WHAT YOU ARE ASKED TO DO: Rewrite the listing below, replacing "test script" with "automation script" everywhere and leaving everything else the same.

ENTRIES SUPPLIED:

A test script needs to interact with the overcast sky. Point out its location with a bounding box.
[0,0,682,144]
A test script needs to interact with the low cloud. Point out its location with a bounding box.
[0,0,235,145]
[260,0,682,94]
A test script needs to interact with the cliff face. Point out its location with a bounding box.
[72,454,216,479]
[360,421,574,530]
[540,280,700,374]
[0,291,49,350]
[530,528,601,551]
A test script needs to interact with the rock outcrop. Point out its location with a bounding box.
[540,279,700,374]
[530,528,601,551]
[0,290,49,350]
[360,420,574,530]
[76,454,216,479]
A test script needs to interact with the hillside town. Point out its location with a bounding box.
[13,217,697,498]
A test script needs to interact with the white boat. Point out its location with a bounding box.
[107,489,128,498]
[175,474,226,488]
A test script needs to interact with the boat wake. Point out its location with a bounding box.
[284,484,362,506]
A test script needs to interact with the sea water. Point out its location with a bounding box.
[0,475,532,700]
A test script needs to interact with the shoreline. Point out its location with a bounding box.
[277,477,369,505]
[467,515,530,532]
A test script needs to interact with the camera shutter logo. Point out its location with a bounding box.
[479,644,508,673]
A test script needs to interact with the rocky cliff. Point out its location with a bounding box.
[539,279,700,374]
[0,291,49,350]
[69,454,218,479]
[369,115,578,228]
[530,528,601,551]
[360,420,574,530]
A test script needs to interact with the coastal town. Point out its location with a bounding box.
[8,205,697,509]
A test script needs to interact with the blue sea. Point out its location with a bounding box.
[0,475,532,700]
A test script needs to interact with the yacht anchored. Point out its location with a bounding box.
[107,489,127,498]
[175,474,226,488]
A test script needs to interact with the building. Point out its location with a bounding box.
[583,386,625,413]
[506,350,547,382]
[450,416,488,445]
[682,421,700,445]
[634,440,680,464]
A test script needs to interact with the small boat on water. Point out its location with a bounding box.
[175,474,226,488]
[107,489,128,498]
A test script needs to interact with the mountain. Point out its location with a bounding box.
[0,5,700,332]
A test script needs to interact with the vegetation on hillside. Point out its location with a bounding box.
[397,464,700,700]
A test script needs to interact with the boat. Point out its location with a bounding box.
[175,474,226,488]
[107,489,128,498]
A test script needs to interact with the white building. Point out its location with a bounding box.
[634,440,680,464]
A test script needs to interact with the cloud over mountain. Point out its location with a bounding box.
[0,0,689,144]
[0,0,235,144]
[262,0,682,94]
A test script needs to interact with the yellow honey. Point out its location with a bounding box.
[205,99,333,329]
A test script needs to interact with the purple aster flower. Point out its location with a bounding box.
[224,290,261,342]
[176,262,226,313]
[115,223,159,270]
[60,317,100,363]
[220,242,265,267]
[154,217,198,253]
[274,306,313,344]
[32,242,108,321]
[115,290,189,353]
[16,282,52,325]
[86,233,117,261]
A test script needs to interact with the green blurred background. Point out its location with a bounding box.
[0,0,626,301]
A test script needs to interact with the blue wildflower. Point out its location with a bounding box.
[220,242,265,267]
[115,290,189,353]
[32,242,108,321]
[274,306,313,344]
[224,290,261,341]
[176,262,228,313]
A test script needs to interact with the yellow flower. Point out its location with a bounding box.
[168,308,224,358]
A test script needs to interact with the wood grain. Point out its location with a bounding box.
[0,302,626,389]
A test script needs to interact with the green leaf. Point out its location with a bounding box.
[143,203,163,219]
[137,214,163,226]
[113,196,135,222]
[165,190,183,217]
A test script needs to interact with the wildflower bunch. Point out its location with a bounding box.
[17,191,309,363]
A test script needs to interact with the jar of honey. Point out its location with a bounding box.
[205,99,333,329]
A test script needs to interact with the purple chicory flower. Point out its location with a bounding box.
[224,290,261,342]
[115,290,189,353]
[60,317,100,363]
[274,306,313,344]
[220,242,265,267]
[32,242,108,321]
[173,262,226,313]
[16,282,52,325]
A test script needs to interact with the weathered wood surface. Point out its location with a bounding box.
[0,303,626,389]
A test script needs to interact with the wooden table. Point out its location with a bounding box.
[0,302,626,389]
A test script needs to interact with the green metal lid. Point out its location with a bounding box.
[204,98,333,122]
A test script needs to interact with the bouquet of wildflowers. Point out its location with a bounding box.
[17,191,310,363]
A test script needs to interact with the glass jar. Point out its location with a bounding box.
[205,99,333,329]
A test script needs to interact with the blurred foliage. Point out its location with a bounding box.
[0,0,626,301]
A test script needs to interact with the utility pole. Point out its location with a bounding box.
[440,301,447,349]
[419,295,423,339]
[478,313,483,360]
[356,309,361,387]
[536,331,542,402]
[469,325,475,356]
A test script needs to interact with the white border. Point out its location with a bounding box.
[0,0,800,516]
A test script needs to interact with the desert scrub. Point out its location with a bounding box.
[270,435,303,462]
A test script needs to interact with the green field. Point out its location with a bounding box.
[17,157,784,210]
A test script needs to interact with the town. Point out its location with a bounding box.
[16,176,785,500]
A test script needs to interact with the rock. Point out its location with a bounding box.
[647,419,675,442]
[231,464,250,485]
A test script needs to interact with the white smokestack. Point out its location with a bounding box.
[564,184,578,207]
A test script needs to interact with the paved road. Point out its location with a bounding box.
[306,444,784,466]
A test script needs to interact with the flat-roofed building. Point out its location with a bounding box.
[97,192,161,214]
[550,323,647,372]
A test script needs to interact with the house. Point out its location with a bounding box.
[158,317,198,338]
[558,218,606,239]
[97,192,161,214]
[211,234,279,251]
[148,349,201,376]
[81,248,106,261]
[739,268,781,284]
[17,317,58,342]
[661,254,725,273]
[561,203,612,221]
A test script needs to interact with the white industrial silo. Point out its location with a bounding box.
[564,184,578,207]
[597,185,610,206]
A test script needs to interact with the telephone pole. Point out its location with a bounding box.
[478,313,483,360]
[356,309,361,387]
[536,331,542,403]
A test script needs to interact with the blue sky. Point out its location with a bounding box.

EXERCISE SOLUTION:
A automation script needs to interact with the overcast sky. Point out its location with a bounding box.
[0,0,682,144]
A automation script needs to interact with the low cloud. Point out its location with a bounding box.
[0,0,235,145]
[260,0,682,94]
A automation script needs to interact with the cliff face. Point out its location with a bounding box.
[72,454,216,479]
[360,421,574,530]
[540,280,700,374]
[0,291,49,350]
[530,528,601,551]
A automation script needs to interact with the rock outcrop. Point out its location with a bounding box.
[540,279,700,374]
[530,528,601,551]
[0,290,49,350]
[360,420,574,530]
[76,454,216,479]
A automation script needs to interact with the hillside town. Point out its location with a bounding box.
[13,217,697,498]
A automation script needs to interact with the white boat. Point out its location with a bounding box.
[107,489,128,498]
[175,474,226,488]
A automation script needs to interact with the boat wake. Point out its location with a bounding box.
[284,484,362,506]
A automation script needs to interact with the sea water. Point out its location with a bounding box.
[0,475,532,700]
A automation script needs to interact with the shoreline. Point out its location with a bounding box.
[277,477,369,505]
[467,515,530,532]
A automation script needs to interact with the camera shutter logo. Point out its location with a bounding box.
[479,644,508,673]
A automation script needs to interact with the rocky cliff. Point out its location with a bounding box.
[539,279,700,374]
[0,291,49,350]
[69,454,218,479]
[369,115,578,228]
[530,528,601,551]
[360,420,574,530]
A automation script needs to interact with the coastal town. Point out its location with a bounding box.
[8,205,697,509]
A automation script needs to interact with the blue sea. Point out its location with a bounding box.
[0,475,532,700]
A automation script needs to interact with the yacht anchored. Point out its location with a bounding box.
[107,489,127,498]
[175,474,226,488]
A automation script needs to interact with the building. Point out its location with a bounding box.
[583,386,625,413]
[506,350,547,382]
[450,416,488,445]
[682,421,700,445]
[634,440,680,464]
A automation script needs to interact with the small boat on water. Point out its location with a bounding box.
[175,474,226,488]
[107,489,128,498]
A automation script needs to interact with the mountain. Point out its location with a bounding box.
[0,5,700,332]
A automation script needs to interact with the vegetation on hillside. Point out its location with a bounding box.
[397,464,700,700]
A automation script needs to interact with the boat. Point out its location with a bounding box.
[175,474,226,488]
[107,489,128,498]
A automation script needs to interact with the white building. Point out its location with a bounding box.
[634,440,680,464]
A automation script needs to interact with the cloud over mountain. Point out its location with a bounding box.
[0,0,689,144]
[0,0,235,144]
[262,0,682,94]
A automation script needs to interact with the yellow honey. Point out its location with a bounding box.
[205,99,333,329]
A automation script needs to interact with the purple aster flower. Point out its location with a bounding box.
[224,290,261,342]
[176,262,226,313]
[115,223,159,270]
[60,317,100,363]
[220,242,265,267]
[154,217,198,253]
[274,306,313,344]
[32,242,108,321]
[115,290,189,353]
[16,282,52,325]
[86,233,117,261]
A automation script needs to interact with the green blurred background. Point out its location with a bounding box.
[0,0,626,301]
A automation script needs to interact with the blue wildflower. Point out its location with a bounding box.
[220,242,265,267]
[115,290,189,353]
[32,242,108,321]
[274,306,313,344]
[224,290,261,341]
[176,262,228,313]
A automation script needs to interact with the yellow flower. Point out its location with a bounding box.
[168,308,224,358]
A automation script needs to interact with the wood grain. Point out its location with a bounding box.
[0,302,626,389]
A automation script needs to interact with the green leaf. Point out its location with a bounding box.
[143,203,163,219]
[137,214,163,226]
[113,196,135,222]
[165,190,183,217]
A automation script needs to interact with the wildflower bunch. Point out its location with a bounding box.
[17,191,309,363]
A automation script needs to interact with the jar of honey. Point out its location with a bounding box.
[205,99,333,329]
A automation script needs to interact with the purple chicory flower. Point out its location with a bounding box.
[224,290,261,342]
[115,290,189,353]
[60,317,100,363]
[274,306,313,344]
[220,242,265,267]
[32,242,108,321]
[173,262,226,313]
[16,282,52,325]
A automation script needs to interact with the weathered wood surface. Point out its location with a bounding box.
[0,303,626,389]
A automation script needs to interact with the wooden table. Point out its location with a bounding box.
[0,302,626,389]
A automation script needs to interact with the green metal lid. Point out its location with a bounding box.
[204,98,333,122]
A automation script needs to interact with the bouquet of wildflowers. Point out its location with a bounding box.
[17,191,310,363]
A automation script needs to interact with the glass jar. Point out its location with a bounding box.
[205,99,333,329]
A automation script needs to interact with the blurred foliage. Point out its location with a bounding box.
[0,0,626,301]
A automation script needs to interact with the utility pole. Point out its location with a bounding box.
[440,301,447,349]
[419,295,423,339]
[478,313,483,360]
[356,309,361,387]
[536,331,542,402]
[469,325,475,356]
A automation script needs to interact with the white border. Point out its location with a bounding box.
[0,0,800,516]
A automation script needs to interact with the desert scrub. Point out its location with a bounding box.
[270,435,303,462]
A automation script needs to interact with the green field. Point out its location with a bounding box.
[17,157,784,210]
A automation script needs to interact with the town. Point out its location with a bounding box.
[16,176,785,500]
A automation script needs to interact with the rock. Point out its location with a bounding box.
[647,419,675,442]
[231,464,250,485]
A automation script needs to interact with the white smokestack. Point out its location with a bounding box.
[564,184,578,207]
A automation script needs to interact with the paved road. Point out its location with a bounding box.
[306,444,784,466]
A automation script needs to interact with the flat-roofed building. Point out its location with a bounding box.
[97,192,161,214]
[550,323,647,372]
A automation script needs to interact with the house. Point out its location with a bounding box.
[158,317,198,338]
[558,218,606,239]
[97,192,161,214]
[211,234,279,251]
[148,349,201,376]
[81,248,106,261]
[739,268,781,284]
[17,317,58,342]
[661,254,725,273]
[561,203,612,221]
A automation script needs to interact with the white industrial silo. Point out its location with a bounding box.
[564,184,578,207]
[597,185,610,206]
A automation script needs to interact with the telephone pole. Point out its location with a bounding box.
[478,313,483,360]
[356,309,361,387]
[536,331,542,403]
A automation script needs to interact with the blue sky. Point out its location with a bounding box.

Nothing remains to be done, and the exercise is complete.